(Dataset rows)

•••

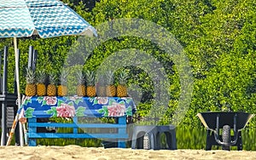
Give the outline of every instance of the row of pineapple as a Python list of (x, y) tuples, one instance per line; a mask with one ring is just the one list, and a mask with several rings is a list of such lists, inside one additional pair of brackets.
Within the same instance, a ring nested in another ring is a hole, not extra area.
[[(25, 94), (27, 96), (66, 96), (67, 95), (67, 76), (68, 71), (63, 70), (59, 77), (60, 84), (56, 85), (56, 75), (49, 74), (49, 84), (46, 87), (46, 72), (44, 70), (35, 72), (28, 68), (26, 70)], [(86, 71), (85, 72), (80, 70), (77, 71), (76, 78), (78, 81), (76, 89), (78, 96), (127, 96), (126, 80), (128, 78), (128, 74), (125, 71), (120, 71), (118, 77), (117, 87), (114, 85), (114, 75), (112, 71), (108, 71), (108, 74), (106, 74), (106, 83), (103, 84), (97, 83), (97, 85), (96, 85), (96, 74), (94, 71)]]

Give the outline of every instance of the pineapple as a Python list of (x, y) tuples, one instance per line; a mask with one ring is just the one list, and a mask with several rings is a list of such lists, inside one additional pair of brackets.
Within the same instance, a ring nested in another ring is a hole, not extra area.
[(59, 96), (66, 96), (67, 94), (67, 76), (68, 76), (68, 71), (67, 70), (62, 70), (61, 73), (60, 77), (60, 85), (58, 85), (58, 95)]
[(117, 96), (126, 97), (127, 96), (127, 87), (126, 82), (128, 78), (128, 73), (123, 70), (119, 76), (119, 84), (117, 87)]
[(104, 97), (106, 96), (106, 83), (103, 75), (100, 76), (98, 86), (97, 86), (97, 96), (99, 97)]
[(84, 85), (84, 76), (81, 70), (79, 70), (76, 72), (77, 79), (78, 79), (78, 86), (77, 86), (77, 94), (78, 96), (85, 96), (86, 88)]
[(95, 74), (94, 71), (87, 71), (85, 72), (85, 77), (86, 77), (86, 83), (87, 83), (87, 87), (86, 87), (86, 93), (88, 97), (95, 97), (96, 89), (95, 87)]
[(35, 84), (35, 73), (32, 68), (26, 69), (26, 85), (25, 94), (26, 96), (33, 96), (37, 94), (37, 87)]
[(38, 96), (44, 96), (46, 94), (45, 87), (46, 72), (44, 70), (39, 70), (37, 72), (37, 94)]
[(116, 94), (116, 88), (113, 85), (114, 77), (113, 72), (109, 71), (107, 73), (107, 86), (106, 86), (106, 94), (108, 97), (113, 97)]
[(55, 86), (56, 83), (56, 75), (55, 73), (50, 73), (49, 75), (49, 83), (47, 86), (47, 95), (48, 96), (56, 96), (57, 89)]

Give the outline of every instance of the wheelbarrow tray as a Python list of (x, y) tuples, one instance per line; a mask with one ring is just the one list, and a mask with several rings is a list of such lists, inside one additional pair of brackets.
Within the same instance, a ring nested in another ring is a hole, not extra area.
[(216, 129), (217, 117), (218, 117), (218, 127), (223, 128), (229, 125), (231, 128), (235, 123), (235, 116), (236, 118), (236, 129), (241, 130), (245, 128), (247, 123), (254, 117), (254, 114), (242, 111), (208, 111), (197, 114), (198, 117), (207, 129)]

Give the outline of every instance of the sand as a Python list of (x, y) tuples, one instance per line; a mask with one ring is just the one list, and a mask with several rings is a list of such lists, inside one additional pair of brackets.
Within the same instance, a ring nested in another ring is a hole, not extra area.
[(66, 146), (0, 146), (0, 159), (256, 159), (256, 151), (222, 150), (132, 150), (131, 148)]

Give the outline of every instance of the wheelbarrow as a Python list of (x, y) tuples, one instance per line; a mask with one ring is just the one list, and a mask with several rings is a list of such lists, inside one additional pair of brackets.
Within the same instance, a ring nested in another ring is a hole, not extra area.
[[(242, 150), (241, 130), (246, 127), (254, 114), (232, 111), (209, 111), (197, 114), (207, 129), (206, 150), (212, 146), (221, 146), (223, 150), (230, 151), (230, 146)], [(231, 130), (233, 129), (233, 135)], [(222, 134), (220, 134), (222, 130)]]

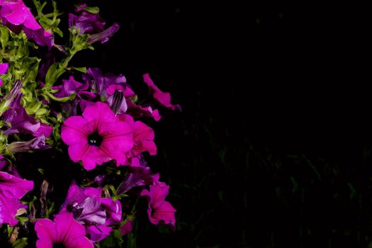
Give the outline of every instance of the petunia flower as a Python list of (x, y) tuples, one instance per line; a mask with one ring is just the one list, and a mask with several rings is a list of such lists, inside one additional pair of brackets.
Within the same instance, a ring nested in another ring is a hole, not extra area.
[(115, 89), (122, 90), (125, 97), (134, 96), (125, 77), (122, 74), (103, 74), (98, 68), (89, 68), (83, 75), (83, 79), (89, 83), (91, 92), (105, 98), (112, 95)]
[(75, 28), (79, 33), (84, 34), (101, 33), (104, 30), (105, 21), (98, 13), (94, 13), (86, 11), (86, 4), (81, 4), (75, 9), (75, 13), (69, 13), (69, 27)]
[(53, 35), (36, 21), (22, 0), (0, 0), (0, 18), (3, 25), (16, 33), (23, 30), (28, 39), (49, 49), (54, 44)]
[(9, 223), (14, 226), (18, 223), (15, 218), (17, 211), (26, 208), (20, 199), (33, 188), (33, 181), (0, 171), (0, 225)]
[(142, 121), (135, 122), (130, 115), (123, 114), (119, 118), (133, 126), (133, 148), (126, 154), (128, 165), (139, 165), (135, 162), (135, 159), (140, 159), (145, 152), (149, 152), (150, 155), (156, 155), (157, 146), (154, 142), (154, 133), (152, 128)]
[(118, 195), (129, 191), (131, 188), (145, 185), (154, 184), (159, 180), (159, 174), (154, 174), (150, 167), (129, 167), (130, 171), (125, 179), (119, 185), (117, 190)]
[(45, 136), (41, 135), (28, 141), (14, 142), (9, 144), (7, 150), (11, 153), (26, 152), (52, 148), (45, 144)]
[(81, 34), (89, 34), (91, 36), (86, 43), (92, 44), (100, 41), (104, 43), (119, 30), (119, 25), (114, 23), (104, 29), (105, 22), (98, 13), (91, 13), (86, 9), (86, 4), (81, 4), (75, 10), (75, 13), (69, 14), (69, 26), (76, 28)]
[(169, 92), (162, 91), (150, 77), (148, 74), (143, 75), (143, 80), (149, 86), (150, 91), (152, 97), (163, 107), (171, 108), (171, 110), (181, 111), (181, 106), (178, 104), (171, 103), (171, 94)]
[(93, 243), (85, 237), (84, 227), (70, 213), (55, 215), (54, 222), (40, 219), (35, 224), (35, 230), (39, 238), (37, 248), (93, 248)]
[(10, 135), (15, 133), (28, 133), (35, 137), (49, 137), (52, 127), (36, 120), (29, 115), (21, 104), (22, 94), (20, 93), (22, 82), (17, 80), (11, 91), (4, 96), (4, 106), (9, 107), (1, 116), (6, 123), (10, 123), (3, 134)]
[(130, 220), (127, 221), (120, 227), (121, 230), (121, 236), (124, 236), (128, 233), (132, 232), (132, 230), (133, 230), (133, 219), (131, 219)]
[(60, 213), (72, 213), (74, 218), (86, 228), (88, 237), (94, 242), (110, 235), (111, 225), (121, 221), (121, 203), (119, 201), (101, 198), (101, 190), (91, 187), (81, 188), (73, 183)]
[(149, 199), (147, 214), (150, 222), (154, 225), (159, 223), (170, 225), (174, 228), (176, 209), (171, 203), (165, 201), (169, 191), (168, 185), (162, 182), (157, 182), (155, 185), (150, 186), (150, 191), (143, 189), (141, 196), (146, 196)]
[[(9, 64), (8, 63), (1, 63), (0, 64), (0, 75), (6, 74), (8, 72), (8, 68), (9, 67)], [(0, 86), (3, 85), (3, 81), (1, 78), (0, 78)]]
[(67, 118), (62, 127), (72, 160), (81, 161), (87, 170), (113, 159), (117, 165), (125, 164), (125, 153), (133, 147), (133, 127), (101, 102), (87, 106), (82, 115)]

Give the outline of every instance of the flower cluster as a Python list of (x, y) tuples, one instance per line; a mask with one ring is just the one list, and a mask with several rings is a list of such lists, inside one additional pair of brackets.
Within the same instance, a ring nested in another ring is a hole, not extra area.
[[(142, 82), (149, 100), (139, 101), (123, 75), (72, 64), (78, 52), (108, 42), (119, 29), (118, 23), (106, 27), (97, 7), (77, 5), (66, 16), (69, 40), (57, 44), (64, 16), (54, 1), (48, 13), (47, 3), (33, 2), (0, 0), (4, 240), (17, 247), (94, 247), (132, 232), (139, 214), (175, 230), (176, 210), (166, 201), (169, 186), (146, 158), (157, 154), (147, 124), (160, 120), (157, 108), (181, 111), (180, 106), (149, 74)], [(70, 167), (74, 174), (63, 184), (52, 179)]]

•••

(INSTRUCTIONS FOR THE TASK) Render the lines of the records above, from the line holding "Give the outline of every instance of the sand" through the line holding "150), (131, 148)]", both included, as a numbered list with blank lines left out.

(WRITTEN REPLY)
1. Give the outline of every instance of the sand as a Python list of (x, y) tuples, one instance per line; a mask with one ring is just the one list, and a mask with several rings is a list of such lists, inside one additional pair of brackets.
2. Within the same instance, a ring nested in another ring is a hole, not extra area.
3. [(66, 146), (0, 146), (0, 159), (256, 159), (256, 151), (222, 150), (132, 150), (131, 148)]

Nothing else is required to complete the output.